» **WHAT IS REQUIRED**
Reproduce the lines from the one containing "Q: Identify one point on each instance of the golden metal" through the end of the entries below, inclusive, as a Markdown table with the columns Row and Text. Give one numbered row per line and leave out blank lines.

───── DATA LISTING ─────

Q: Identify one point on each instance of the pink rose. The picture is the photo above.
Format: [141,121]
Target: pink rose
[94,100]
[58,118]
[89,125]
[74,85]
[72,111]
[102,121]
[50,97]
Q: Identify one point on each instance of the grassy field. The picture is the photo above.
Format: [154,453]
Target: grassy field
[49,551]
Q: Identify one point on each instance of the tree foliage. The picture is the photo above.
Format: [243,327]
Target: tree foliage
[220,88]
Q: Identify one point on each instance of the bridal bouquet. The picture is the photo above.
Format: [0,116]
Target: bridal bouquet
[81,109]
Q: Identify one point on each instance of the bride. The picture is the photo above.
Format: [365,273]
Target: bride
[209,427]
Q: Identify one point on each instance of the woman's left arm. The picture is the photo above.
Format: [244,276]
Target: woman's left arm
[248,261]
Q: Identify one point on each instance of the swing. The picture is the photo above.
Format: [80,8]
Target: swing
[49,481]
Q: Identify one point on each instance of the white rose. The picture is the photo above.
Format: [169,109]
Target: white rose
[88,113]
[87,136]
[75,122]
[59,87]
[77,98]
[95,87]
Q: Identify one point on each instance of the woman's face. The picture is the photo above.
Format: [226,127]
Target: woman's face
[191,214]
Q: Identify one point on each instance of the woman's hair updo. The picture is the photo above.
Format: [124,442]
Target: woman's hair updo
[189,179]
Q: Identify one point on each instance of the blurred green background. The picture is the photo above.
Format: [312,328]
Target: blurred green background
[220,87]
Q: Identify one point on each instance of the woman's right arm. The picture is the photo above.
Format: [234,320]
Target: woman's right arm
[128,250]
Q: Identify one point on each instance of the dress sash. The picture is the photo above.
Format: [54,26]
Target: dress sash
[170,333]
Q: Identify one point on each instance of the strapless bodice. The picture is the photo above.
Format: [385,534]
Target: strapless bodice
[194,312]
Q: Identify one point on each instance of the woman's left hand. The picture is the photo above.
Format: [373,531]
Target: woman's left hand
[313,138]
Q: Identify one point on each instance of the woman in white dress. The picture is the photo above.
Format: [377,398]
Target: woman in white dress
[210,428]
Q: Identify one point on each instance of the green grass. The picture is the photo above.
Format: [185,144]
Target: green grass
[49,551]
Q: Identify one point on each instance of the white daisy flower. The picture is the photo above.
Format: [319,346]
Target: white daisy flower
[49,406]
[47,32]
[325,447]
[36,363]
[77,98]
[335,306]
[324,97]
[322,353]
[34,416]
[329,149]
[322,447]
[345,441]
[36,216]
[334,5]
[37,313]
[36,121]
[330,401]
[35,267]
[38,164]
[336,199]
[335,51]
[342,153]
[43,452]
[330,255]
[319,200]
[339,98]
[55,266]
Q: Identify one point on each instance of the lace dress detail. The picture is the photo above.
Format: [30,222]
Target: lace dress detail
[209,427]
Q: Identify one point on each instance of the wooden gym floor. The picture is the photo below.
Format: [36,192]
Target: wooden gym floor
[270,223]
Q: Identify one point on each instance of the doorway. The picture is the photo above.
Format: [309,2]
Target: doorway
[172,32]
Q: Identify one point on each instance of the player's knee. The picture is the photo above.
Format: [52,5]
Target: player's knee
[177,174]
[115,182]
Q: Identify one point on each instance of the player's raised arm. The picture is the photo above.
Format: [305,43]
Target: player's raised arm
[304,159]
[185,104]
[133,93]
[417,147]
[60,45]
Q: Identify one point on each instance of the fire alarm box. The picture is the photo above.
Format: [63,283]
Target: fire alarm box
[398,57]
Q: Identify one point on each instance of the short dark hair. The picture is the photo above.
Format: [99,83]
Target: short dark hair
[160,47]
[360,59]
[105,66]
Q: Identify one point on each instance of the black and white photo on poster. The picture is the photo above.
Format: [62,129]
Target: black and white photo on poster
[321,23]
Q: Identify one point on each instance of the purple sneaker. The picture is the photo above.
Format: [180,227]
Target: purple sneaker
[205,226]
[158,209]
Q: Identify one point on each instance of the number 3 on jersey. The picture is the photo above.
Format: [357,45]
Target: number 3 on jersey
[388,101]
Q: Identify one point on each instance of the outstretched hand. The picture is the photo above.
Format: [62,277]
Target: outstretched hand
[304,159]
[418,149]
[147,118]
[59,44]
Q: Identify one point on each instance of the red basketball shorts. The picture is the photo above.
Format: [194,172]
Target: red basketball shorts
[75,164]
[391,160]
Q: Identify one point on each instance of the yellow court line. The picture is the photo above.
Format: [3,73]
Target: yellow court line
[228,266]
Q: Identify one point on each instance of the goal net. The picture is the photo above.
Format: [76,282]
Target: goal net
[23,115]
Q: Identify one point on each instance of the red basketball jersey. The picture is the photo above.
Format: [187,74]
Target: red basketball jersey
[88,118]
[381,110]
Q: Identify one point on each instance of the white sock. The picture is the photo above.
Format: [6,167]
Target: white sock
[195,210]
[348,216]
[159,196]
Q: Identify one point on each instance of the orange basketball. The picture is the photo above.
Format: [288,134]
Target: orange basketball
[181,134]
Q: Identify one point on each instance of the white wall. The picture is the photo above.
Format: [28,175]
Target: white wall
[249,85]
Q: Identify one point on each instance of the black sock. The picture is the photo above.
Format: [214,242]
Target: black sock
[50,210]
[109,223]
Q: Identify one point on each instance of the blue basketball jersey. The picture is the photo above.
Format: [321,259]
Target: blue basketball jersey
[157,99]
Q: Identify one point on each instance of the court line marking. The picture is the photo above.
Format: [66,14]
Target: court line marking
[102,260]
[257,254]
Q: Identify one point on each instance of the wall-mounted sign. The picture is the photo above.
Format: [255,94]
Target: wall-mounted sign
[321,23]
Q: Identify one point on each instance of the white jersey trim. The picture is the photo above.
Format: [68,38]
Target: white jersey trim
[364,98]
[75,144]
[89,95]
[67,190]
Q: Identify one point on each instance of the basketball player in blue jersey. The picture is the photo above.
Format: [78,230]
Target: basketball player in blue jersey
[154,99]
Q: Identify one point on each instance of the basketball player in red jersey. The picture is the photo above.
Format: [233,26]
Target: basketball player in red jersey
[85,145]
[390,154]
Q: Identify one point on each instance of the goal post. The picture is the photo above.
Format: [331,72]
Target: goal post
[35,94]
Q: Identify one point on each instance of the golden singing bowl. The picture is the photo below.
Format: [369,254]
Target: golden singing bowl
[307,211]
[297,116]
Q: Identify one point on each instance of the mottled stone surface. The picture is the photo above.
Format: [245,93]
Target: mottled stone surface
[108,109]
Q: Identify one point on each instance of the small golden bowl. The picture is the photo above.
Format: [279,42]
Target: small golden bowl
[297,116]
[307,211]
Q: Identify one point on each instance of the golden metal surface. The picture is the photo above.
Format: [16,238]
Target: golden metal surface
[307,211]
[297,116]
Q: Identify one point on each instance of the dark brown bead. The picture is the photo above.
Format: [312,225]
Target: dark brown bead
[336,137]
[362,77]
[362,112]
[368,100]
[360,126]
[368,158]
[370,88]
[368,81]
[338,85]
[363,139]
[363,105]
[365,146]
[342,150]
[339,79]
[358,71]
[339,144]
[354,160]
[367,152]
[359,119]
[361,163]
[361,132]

─────

» **SOLUTION TO THIS PROBLEM**
| Row | Text |
|---|---|
| 1 | Q: Identify one point on each instance of the golden metal surface. The picture is the photo above. |
| 2 | Format: [16,238] |
| 3 | Target: golden metal surface |
| 4 | [307,211] |
| 5 | [297,116] |
| 6 | Q: Identify one point on each instance of the dark brown bead. The picture is the photo above. |
| 7 | Format: [312,225] |
| 8 | Target: dark brown bead |
| 9 | [336,137] |
| 10 | [362,77] |
| 11 | [362,112] |
| 12 | [368,100] |
| 13 | [360,126] |
| 14 | [368,158] |
| 15 | [370,88] |
| 16 | [368,81] |
| 17 | [338,85] |
| 18 | [363,139] |
| 19 | [363,105] |
| 20 | [365,146] |
| 21 | [342,150] |
| 22 | [339,79] |
| 23 | [358,71] |
| 24 | [339,144] |
| 25 | [354,160] |
| 26 | [367,152] |
| 27 | [359,119] |
| 28 | [361,163] |
| 29 | [361,132] |